## [TEXTO]
----

El color del bus resulta muy llamativo en las calles de Freetown. Los edificios, en perenne estado de semiabandono y ruina, se han impregnado del tono rojizo de la tierra africana y el tiempo y la salitre del mar parecen haber robado a los coches todos sus tonos. Por eso algunos lugareños giran la cabeza con curiosidad cuando lo ven pasar.

El vehículo lleva apenas unas semanas en Freetown, aunque ha tenido que sortear casi 5.000 kilómetros para llegar hasta allí. Pertenecía a la flota de autobuses urbanos de Badajoz y realizaba labores de refuerzo durante la Feria de San Juan, que cada junio congrega a numerosos jóvenes en la capital pacense.

Julián Pocostales, gerente de Tubasa, del Grupo Ruiz, concesionaria del transporte público de la ciudad extremeña, cuenta que recibió el año pasado una llamada de Peligros Folgado, presidenta de la Fundación Atabal, una ONG de cooperación al desarrollo que trabaja preferentemente en Sierra Leona en colaboración con Don Bosco Fambul, la sede de Misiones Salesianas en Freetown. "Me dijo que a su equipo se le había ocurrido un proyecto y que, para llevarlo a cabo, necesitaban un autobús", recuerda Pocostales.

----

Entradas de datos recopiladas:
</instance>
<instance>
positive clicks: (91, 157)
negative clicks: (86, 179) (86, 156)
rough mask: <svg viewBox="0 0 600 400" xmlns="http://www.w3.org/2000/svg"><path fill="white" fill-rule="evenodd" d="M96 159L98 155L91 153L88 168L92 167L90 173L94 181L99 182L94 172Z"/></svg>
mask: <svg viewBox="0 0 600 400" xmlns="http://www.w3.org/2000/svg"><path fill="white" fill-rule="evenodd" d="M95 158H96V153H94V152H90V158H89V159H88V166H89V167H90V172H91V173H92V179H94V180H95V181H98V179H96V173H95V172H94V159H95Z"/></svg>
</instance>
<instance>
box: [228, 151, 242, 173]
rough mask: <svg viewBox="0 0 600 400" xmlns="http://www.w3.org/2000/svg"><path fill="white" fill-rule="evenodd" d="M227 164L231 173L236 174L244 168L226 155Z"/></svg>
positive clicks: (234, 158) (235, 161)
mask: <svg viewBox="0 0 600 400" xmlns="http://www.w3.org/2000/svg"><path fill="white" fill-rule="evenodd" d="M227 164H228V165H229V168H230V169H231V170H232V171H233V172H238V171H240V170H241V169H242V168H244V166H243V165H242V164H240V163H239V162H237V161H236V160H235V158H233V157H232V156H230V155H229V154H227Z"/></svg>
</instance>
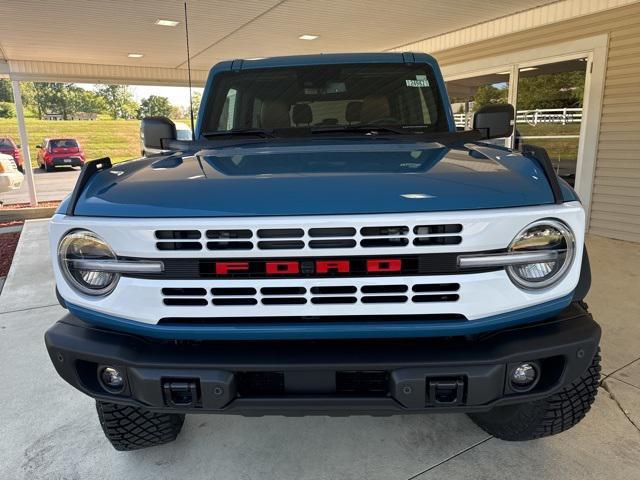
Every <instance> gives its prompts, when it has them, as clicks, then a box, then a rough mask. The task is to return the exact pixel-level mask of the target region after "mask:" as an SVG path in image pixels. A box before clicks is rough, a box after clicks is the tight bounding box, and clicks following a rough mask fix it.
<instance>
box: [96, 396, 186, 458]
mask: <svg viewBox="0 0 640 480" xmlns="http://www.w3.org/2000/svg"><path fill="white" fill-rule="evenodd" d="M96 409H97V410H98V418H99V419H100V425H101V426H102V430H103V431H104V434H105V436H106V437H107V439H108V440H109V441H110V442H111V445H113V448H115V449H116V450H119V451H121V452H123V451H129V450H138V449H141V448H147V447H154V446H156V445H162V444H164V443H169V442H172V441H174V440H175V439H176V437H177V436H178V434H179V433H180V430H181V429H182V424H183V423H184V415H181V414H177V413H154V412H149V411H147V410H143V409H141V408H137V407H130V406H127V405H118V404H115V403H109V402H103V401H101V400H97V401H96Z"/></svg>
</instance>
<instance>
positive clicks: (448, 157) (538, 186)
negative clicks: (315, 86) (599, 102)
mask: <svg viewBox="0 0 640 480" xmlns="http://www.w3.org/2000/svg"><path fill="white" fill-rule="evenodd" d="M550 203H553V194H552V191H551V188H550V187H549V184H548V182H547V180H546V177H545V175H544V172H543V171H542V170H541V169H540V167H539V166H538V164H537V162H535V161H533V160H531V159H529V158H527V157H524V156H522V155H520V154H519V153H516V152H511V151H509V150H507V149H504V148H500V147H495V146H492V145H488V144H482V143H477V144H466V145H464V146H459V147H446V146H444V145H442V144H440V143H435V142H434V143H420V142H415V141H409V140H400V141H399V140H397V139H392V138H390V137H386V136H385V137H384V138H379V139H367V138H362V139H360V138H358V139H351V140H347V139H343V140H333V139H322V140H320V139H313V140H311V141H310V140H309V139H306V140H303V139H298V141H285V140H273V141H254V142H246V141H245V142H243V143H241V144H238V143H235V144H233V143H231V144H230V143H229V142H226V145H222V142H221V145H220V146H218V145H216V147H215V148H214V149H210V150H202V151H199V152H193V153H188V152H187V153H185V152H178V153H175V154H173V155H170V156H160V157H151V158H145V159H141V160H134V161H130V162H125V163H122V164H117V165H115V166H114V167H112V168H111V169H109V170H105V171H102V172H100V173H97V174H96V175H95V176H94V177H92V178H91V180H90V181H89V183H88V184H87V186H86V188H85V190H84V192H83V193H82V195H81V196H80V198H79V199H78V203H77V205H76V209H75V212H76V215H86V216H106V217H209V216H213V217H238V216H267V215H332V214H334V215H338V214H366V213H404V212H432V211H446V210H470V209H487V208H506V207H521V206H529V205H540V204H550Z"/></svg>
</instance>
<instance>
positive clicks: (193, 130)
mask: <svg viewBox="0 0 640 480" xmlns="http://www.w3.org/2000/svg"><path fill="white" fill-rule="evenodd" d="M184 33H185V36H186V38H187V70H188V72H189V116H190V117H191V140H195V139H196V138H195V135H196V131H195V127H194V124H193V96H192V94H191V55H190V54H189V19H188V16H187V2H186V1H185V2H184Z"/></svg>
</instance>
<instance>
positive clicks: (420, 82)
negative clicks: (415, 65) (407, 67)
mask: <svg viewBox="0 0 640 480" xmlns="http://www.w3.org/2000/svg"><path fill="white" fill-rule="evenodd" d="M405 82H406V84H407V87H414V88H422V87H428V86H429V80H427V76H426V75H416V79H415V80H410V79H409V80H405Z"/></svg>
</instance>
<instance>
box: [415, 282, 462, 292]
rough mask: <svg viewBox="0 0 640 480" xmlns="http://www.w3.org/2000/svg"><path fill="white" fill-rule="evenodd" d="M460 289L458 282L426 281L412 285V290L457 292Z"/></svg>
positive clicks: (426, 291) (436, 291) (428, 291)
mask: <svg viewBox="0 0 640 480" xmlns="http://www.w3.org/2000/svg"><path fill="white" fill-rule="evenodd" d="M459 289H460V284H459V283H428V284H418V285H414V286H413V288H412V290H413V291H414V292H457V291H458V290H459Z"/></svg>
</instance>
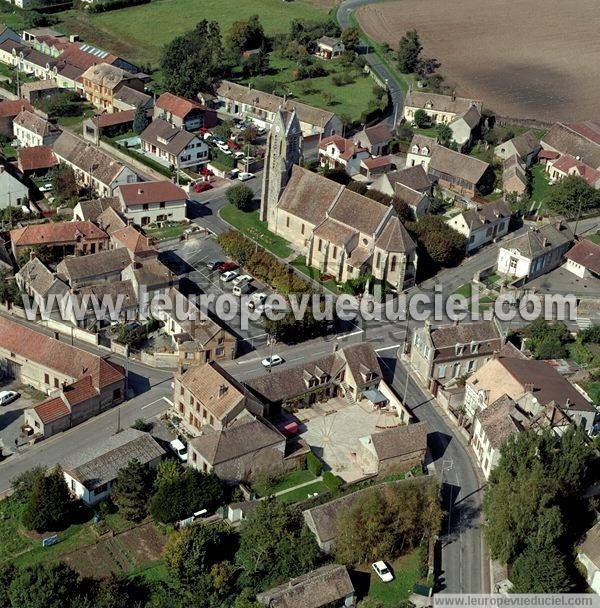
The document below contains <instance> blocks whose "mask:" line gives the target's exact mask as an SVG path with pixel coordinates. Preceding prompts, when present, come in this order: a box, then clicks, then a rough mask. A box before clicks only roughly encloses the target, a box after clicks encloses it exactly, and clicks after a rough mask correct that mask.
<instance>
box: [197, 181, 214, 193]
mask: <svg viewBox="0 0 600 608" xmlns="http://www.w3.org/2000/svg"><path fill="white" fill-rule="evenodd" d="M212 189H213V185H212V184H211V183H209V182H196V183H195V184H194V192H206V191H207V190H212Z"/></svg>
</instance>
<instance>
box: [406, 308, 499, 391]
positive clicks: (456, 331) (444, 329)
mask: <svg viewBox="0 0 600 608" xmlns="http://www.w3.org/2000/svg"><path fill="white" fill-rule="evenodd" d="M503 345H504V335H503V333H502V331H501V330H500V327H499V326H498V324H497V322H496V320H495V319H493V320H491V321H476V322H474V323H454V324H452V325H442V326H440V327H432V325H431V323H427V322H426V323H425V325H424V326H422V327H418V328H416V329H415V330H414V333H413V342H412V348H411V351H410V363H411V365H412V368H413V370H414V371H415V372H416V373H417V376H418V377H419V378H420V380H421V381H422V382H423V383H424V384H426V385H427V386H432V387H433V386H435V385H436V383H439V384H443V383H445V382H446V381H447V380H449V379H451V378H459V377H460V376H462V375H464V374H470V373H473V372H475V371H476V370H478V369H479V368H480V367H481V366H482V365H484V364H485V363H486V361H488V360H489V359H490V358H491V357H492V356H493V354H494V353H495V352H498V351H500V349H501V348H502V347H503Z"/></svg>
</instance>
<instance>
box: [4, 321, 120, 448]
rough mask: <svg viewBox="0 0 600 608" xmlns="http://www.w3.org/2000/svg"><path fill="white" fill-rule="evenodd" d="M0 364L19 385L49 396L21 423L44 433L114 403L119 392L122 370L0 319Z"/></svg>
mask: <svg viewBox="0 0 600 608" xmlns="http://www.w3.org/2000/svg"><path fill="white" fill-rule="evenodd" d="M0 365H1V366H2V369H3V371H4V372H5V373H7V374H8V375H9V376H10V377H13V378H15V379H16V380H18V381H19V382H21V383H22V384H28V385H30V386H32V387H33V388H35V389H37V390H39V391H42V392H44V393H47V394H49V395H50V397H49V398H48V399H46V400H45V401H43V402H42V403H39V404H38V405H36V406H35V407H33V408H29V409H27V410H25V426H28V427H29V428H30V429H31V431H32V433H33V434H34V435H36V436H45V437H48V436H50V435H53V434H55V433H58V432H60V431H64V430H66V429H68V428H70V427H72V426H75V425H76V424H79V423H81V422H84V421H85V420H88V419H89V418H91V417H92V416H95V415H96V414H99V413H101V412H103V411H105V410H107V409H110V408H112V407H114V406H115V405H118V404H119V403H121V402H122V401H123V398H124V395H125V373H124V370H123V368H121V367H120V366H118V365H115V364H114V363H111V362H110V361H108V360H106V359H103V358H102V357H99V356H98V355H94V354H91V353H89V352H87V351H83V350H80V349H79V348H76V347H74V346H70V345H69V344H65V343H64V342H60V341H58V340H55V339H54V338H51V337H49V336H47V335H45V334H41V333H38V332H37V331H34V330H33V329H29V328H28V327H26V326H24V325H22V324H20V323H16V322H15V321H11V320H9V319H6V318H4V317H0Z"/></svg>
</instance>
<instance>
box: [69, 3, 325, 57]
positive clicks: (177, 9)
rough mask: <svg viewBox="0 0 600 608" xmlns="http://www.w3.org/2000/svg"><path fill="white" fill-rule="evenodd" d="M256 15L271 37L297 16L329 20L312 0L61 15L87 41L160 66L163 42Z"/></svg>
mask: <svg viewBox="0 0 600 608" xmlns="http://www.w3.org/2000/svg"><path fill="white" fill-rule="evenodd" d="M256 14H257V15H258V16H259V17H260V20H261V23H262V24H263V27H264V29H265V32H266V33H267V34H269V35H272V34H276V33H278V32H284V31H287V30H288V28H289V25H290V23H291V22H292V21H293V20H294V19H311V20H314V21H318V20H324V19H326V18H327V11H326V9H325V8H323V7H322V6H319V4H318V3H314V4H313V3H312V2H311V1H310V0H295V1H294V2H282V1H281V0H261V1H260V2H256V1H255V0H202V1H201V2H199V1H198V0H154V1H153V2H150V3H149V4H142V5H139V6H132V7H128V8H124V9H120V10H115V11H108V12H105V13H98V14H95V15H91V14H86V13H85V11H77V10H70V11H65V12H64V13H60V15H59V17H60V18H61V19H62V27H63V29H66V30H69V31H70V32H71V33H72V32H77V33H78V34H80V35H81V37H82V38H83V39H84V40H85V41H86V42H90V43H92V44H97V45H98V46H99V47H100V48H106V49H110V50H111V51H114V52H116V53H118V54H120V55H122V56H124V57H125V58H127V59H129V60H130V61H133V62H137V63H139V64H144V65H146V64H147V63H148V62H151V63H153V64H156V63H157V61H158V58H159V55H160V49H161V47H162V46H164V45H165V44H167V43H168V42H170V41H171V40H173V38H175V37H176V36H178V35H179V34H182V33H184V32H187V31H189V30H192V29H193V28H194V26H195V25H196V23H198V22H199V21H201V20H202V19H209V20H214V21H218V22H219V24H220V26H221V30H222V31H223V33H226V32H228V31H229V29H230V27H231V25H232V23H234V22H235V21H239V20H242V19H248V18H249V17H251V16H252V15H256Z"/></svg>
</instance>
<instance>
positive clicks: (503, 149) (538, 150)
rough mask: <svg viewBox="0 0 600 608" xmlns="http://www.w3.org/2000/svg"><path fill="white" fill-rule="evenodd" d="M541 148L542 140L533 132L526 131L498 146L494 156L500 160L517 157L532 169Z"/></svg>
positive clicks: (502, 142)
mask: <svg viewBox="0 0 600 608" xmlns="http://www.w3.org/2000/svg"><path fill="white" fill-rule="evenodd" d="M541 147H542V146H541V144H540V140H539V139H538V138H537V137H536V136H535V135H534V134H533V133H532V132H531V131H526V132H525V133H522V134H521V135H517V136H516V137H513V138H512V139H509V140H508V141H505V142H502V143H501V144H498V145H497V146H496V147H495V148H494V156H496V157H497V158H499V159H500V160H508V159H509V158H510V157H511V156H517V157H518V158H520V159H521V160H522V161H523V163H525V166H526V167H531V165H532V164H533V163H534V161H535V159H536V158H537V155H538V152H539V151H540V149H541Z"/></svg>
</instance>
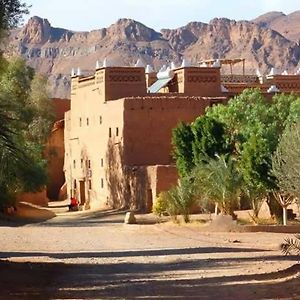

----

## [CONSIGNA 1]
Responde, según el texto:
(a) ¿Cuántos kilómetros tuvo que sortear el vehículo para llegar a Freetown?
(b) ¿Durante qué feria realizaba labores de refuerzo en Badajoz?
(c) ¿En qué país trabaja preferentemente la Fundación Atabal?
## [CONSIGNA 2]
Por favor, explica con base en el texto por qué algunos lugareños giran la cabeza al ver pasar el bus.

## [RESPUESTA ESPERADA 1]
(a) Casi 5.000 kilómetros.
(b) Durante la Feria de San Juan.
(c) En Sierra Leona.

## [RESPUESTA ESPERADA 2]
Lo hacen porque el color del bus resulta muy llamativo en las calles de Freetown. Los edificios se han impregnado del tono rojizo de la tierra africana, y el tiempo y la salitre del mar parecen haber robado a los coches todos sus tonos.